Copies of all lines containing the string "locate" are needed from the data below.

** Opening Exercise data block **

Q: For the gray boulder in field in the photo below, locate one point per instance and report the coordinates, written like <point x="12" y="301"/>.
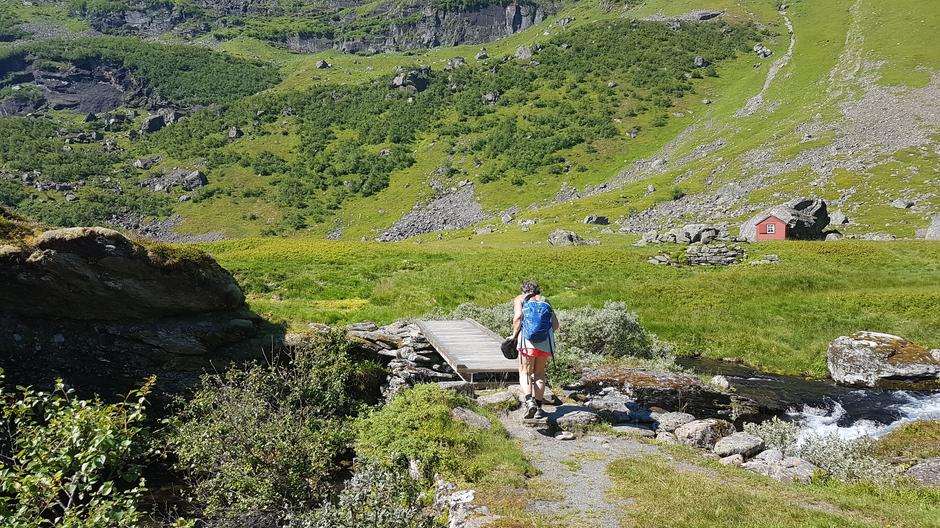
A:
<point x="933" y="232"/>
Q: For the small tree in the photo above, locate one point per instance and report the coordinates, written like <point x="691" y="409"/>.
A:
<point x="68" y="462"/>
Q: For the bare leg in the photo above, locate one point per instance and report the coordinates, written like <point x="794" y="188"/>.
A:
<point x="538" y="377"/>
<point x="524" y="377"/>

** Closing Exercise data block **
** Opening Exercise data block **

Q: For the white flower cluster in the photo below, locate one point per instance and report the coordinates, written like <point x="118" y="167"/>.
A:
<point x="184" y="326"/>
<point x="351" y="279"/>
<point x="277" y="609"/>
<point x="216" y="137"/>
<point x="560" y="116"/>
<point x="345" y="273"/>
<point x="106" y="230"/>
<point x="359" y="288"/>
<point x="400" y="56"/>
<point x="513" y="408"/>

** Closing Exercise data block **

Reply ->
Q: For the gray boulder in field in the photo below, locate one point per instance and report the coordinates, written like <point x="12" y="301"/>.
Q: For the small tree in the photo above, locate one point per instance and report the coordinates, written like <point x="691" y="409"/>.
Q: For the bare leg in the photo above, locate one point per instance and report the coordinates, written like <point x="794" y="188"/>.
Q: For the white flower cluster in the photo below, locate one point per instance and report the coordinates, written like <point x="118" y="167"/>.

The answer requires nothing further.